◆ Given problem ◆
Please copy, with no changes, only the lines of the material starting at the line that contains "Emit one marker per instance in this form: [(502, 99)]." and ending at the last line of the material, both ends included.

Saved entries:
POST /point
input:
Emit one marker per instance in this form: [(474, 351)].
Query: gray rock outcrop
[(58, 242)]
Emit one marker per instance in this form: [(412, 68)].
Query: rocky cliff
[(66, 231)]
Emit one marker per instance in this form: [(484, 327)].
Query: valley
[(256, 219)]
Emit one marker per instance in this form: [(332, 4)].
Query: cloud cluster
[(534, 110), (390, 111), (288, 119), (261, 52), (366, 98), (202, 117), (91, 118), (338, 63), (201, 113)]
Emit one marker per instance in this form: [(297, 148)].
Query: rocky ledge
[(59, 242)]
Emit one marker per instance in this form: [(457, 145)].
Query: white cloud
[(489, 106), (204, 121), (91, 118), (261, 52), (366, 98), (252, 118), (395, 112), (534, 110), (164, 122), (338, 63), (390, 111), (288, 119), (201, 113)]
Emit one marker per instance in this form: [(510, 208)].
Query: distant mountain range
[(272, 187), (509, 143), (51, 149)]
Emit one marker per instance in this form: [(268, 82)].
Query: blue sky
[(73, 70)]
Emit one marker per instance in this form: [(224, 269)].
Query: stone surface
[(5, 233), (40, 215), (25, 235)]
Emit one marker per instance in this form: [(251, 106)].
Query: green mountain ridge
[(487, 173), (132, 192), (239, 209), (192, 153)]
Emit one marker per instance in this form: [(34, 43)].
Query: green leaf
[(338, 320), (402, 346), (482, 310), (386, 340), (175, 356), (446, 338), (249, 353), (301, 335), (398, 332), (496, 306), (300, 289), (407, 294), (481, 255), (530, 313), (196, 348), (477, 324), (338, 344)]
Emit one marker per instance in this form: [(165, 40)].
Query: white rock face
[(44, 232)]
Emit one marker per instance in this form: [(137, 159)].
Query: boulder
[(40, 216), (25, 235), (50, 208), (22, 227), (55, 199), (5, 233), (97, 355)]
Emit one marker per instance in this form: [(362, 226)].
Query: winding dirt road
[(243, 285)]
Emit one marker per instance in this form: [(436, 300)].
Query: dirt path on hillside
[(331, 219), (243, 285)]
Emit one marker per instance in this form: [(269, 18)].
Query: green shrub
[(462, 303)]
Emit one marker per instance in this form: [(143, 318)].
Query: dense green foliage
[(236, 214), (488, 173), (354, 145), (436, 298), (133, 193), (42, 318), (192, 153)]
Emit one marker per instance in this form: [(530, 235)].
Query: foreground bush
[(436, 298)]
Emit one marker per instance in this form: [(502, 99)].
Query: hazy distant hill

◆ Solution for this problem ◆
Emit one marker per instance in this form: [(502, 99)].
Query: hazy distant hill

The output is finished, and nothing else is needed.